— Tasks —
(1) Please decide whether each statement below agrees with the post on Git symlinks, answering yes or no and quoting the deciding words from the post: (a) os.path.islink() returns True for the checked-out link files. (b) Finding symbolic links in Python is well documented. (c) The script removes only broken symlinks.
(2) Locate each line of the listing containing the string "blue" and copy those lines.

— Quoted text —
━━━━━━━━━━━━━━━━━━━━

I'm currently working on a script that is supposed to go through a cloned Git repo and remove any existing symlinks (broken or not) before recreating them for the user to ease with project initialization.
The solved problems:
Finding symbolic links (broken or unbroken) in Python is very well documented.
GitHub/GitLab breaking symlinks upon downloading/cloning/updating repositories is also very well documented as is how to fix this problem. Tl;dr: Git will download symlinks within the repo as plain text files (with no extension) containing only the symlink path if certain config flags are not set properly.
The unsolved problem:
My problem is that developers may download this repo without realizing the issues with Git, and end up with the symbolic links "checked out as small plain files that contain the link text" which is completely undetectable (as far as I can tell) when parsing the cloned files/directories (via existing base libraries). Running os.stat() on one of these broken symlink files returns information as though it were a normal text file:
os.stat_result(st_mode=33206, st_ino=14073748835637675, st_dev=2149440935, st_nlink=1, st_uid=0, st_gid=0, st_size=42, st_atime=1671662717, st_mtime=1671662699, st_ctime=1671662699)
The st_mode information only indicates that it is a normal text file- 100666 (the first 3 digits are the file type and the last 3 are the UNIX-style permissions). It should show up as 120000.
The os.path.islink() function only ever returns False.
THE CONFUSING PART is that when I run git ls-files -s ./microservices/service/symlink_file it gives 1200000 as the mode bits which, according to the documentation, indicates that this file is a symlink. However I cannot figure out how to see this information from within Python.

━━━━━━━━━━━━━━━━━━━━

— Extracted information —
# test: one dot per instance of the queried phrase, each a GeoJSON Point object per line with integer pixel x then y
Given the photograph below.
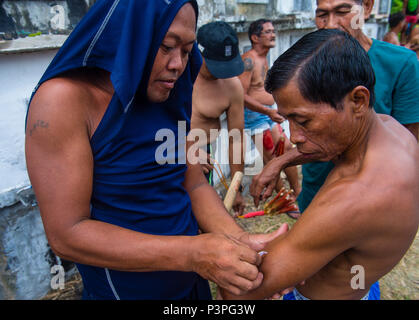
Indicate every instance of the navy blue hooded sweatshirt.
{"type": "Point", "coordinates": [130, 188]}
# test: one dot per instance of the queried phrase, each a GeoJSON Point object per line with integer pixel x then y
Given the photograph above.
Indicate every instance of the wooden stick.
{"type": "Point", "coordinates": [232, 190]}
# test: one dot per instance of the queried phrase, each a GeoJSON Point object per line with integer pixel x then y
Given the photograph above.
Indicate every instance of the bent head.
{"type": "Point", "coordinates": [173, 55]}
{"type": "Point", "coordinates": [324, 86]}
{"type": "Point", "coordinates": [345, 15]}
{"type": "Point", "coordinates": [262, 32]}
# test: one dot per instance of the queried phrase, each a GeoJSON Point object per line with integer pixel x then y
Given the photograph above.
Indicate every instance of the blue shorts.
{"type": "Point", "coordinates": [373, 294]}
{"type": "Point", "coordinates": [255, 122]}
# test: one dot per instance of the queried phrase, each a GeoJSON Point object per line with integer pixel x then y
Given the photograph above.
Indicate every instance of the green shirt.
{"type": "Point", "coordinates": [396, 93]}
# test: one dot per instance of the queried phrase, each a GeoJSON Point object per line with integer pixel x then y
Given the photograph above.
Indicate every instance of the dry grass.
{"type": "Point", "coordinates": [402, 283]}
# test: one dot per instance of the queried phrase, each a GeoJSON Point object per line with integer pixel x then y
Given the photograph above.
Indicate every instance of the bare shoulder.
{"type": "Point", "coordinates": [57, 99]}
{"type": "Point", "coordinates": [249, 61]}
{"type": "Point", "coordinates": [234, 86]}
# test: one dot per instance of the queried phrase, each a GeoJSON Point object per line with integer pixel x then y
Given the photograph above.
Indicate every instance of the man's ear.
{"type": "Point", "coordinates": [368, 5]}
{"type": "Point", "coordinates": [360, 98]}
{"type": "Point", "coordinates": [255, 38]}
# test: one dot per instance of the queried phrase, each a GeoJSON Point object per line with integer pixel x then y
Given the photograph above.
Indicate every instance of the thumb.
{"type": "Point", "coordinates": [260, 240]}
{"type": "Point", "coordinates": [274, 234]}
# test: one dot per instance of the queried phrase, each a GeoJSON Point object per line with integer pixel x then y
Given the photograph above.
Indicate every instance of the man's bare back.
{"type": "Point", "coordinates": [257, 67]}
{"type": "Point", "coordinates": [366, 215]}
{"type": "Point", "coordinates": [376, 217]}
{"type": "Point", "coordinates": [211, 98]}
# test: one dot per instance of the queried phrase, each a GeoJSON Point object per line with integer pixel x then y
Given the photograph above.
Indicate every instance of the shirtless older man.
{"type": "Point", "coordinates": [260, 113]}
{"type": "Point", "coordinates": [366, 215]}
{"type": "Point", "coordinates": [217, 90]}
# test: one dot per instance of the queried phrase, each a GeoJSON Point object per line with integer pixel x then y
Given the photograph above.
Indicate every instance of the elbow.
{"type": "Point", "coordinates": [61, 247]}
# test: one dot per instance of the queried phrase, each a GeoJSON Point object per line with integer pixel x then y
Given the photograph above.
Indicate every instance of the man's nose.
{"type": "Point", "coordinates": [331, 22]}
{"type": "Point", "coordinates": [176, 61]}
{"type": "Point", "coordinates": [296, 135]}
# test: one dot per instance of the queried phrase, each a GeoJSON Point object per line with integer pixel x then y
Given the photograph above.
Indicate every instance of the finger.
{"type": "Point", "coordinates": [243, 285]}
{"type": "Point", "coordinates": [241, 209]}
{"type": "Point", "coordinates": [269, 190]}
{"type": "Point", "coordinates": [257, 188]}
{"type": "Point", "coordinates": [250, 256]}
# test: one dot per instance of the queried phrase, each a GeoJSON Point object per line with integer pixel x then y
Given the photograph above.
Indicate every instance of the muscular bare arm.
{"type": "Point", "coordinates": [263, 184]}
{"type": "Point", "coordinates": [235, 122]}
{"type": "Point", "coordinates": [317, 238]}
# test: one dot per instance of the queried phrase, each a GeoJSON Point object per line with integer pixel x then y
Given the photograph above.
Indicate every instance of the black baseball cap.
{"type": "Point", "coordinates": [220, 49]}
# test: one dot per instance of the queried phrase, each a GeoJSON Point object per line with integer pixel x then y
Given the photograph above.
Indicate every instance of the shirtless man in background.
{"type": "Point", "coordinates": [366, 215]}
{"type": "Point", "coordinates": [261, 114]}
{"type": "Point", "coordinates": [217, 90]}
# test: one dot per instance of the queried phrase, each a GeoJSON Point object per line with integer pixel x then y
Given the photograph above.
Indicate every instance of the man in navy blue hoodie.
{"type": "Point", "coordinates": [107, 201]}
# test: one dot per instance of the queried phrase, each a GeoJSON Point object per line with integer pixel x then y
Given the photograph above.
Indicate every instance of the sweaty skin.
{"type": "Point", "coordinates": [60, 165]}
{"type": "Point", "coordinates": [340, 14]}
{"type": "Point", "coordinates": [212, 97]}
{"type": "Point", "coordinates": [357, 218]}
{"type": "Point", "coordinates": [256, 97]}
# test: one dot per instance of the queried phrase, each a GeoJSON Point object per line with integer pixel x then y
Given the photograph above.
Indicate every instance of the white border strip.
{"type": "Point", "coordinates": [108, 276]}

━━━━━━━━━━━━━━━━━━━━

— Results —
(1)
(a) No: "The os.path.islink() function only ever returns False."
(b) Yes: "Finding symbolic links (broken or unbroken) in Python is very well documented."
(c) No: "remove any existing symlinks (broken or not)"

(2)
Indicate every instance of the navy blue hooded sweatshirt.
Indicate every instance of the blue shorts.
Indicate every instance of the man in navy blue hoodie.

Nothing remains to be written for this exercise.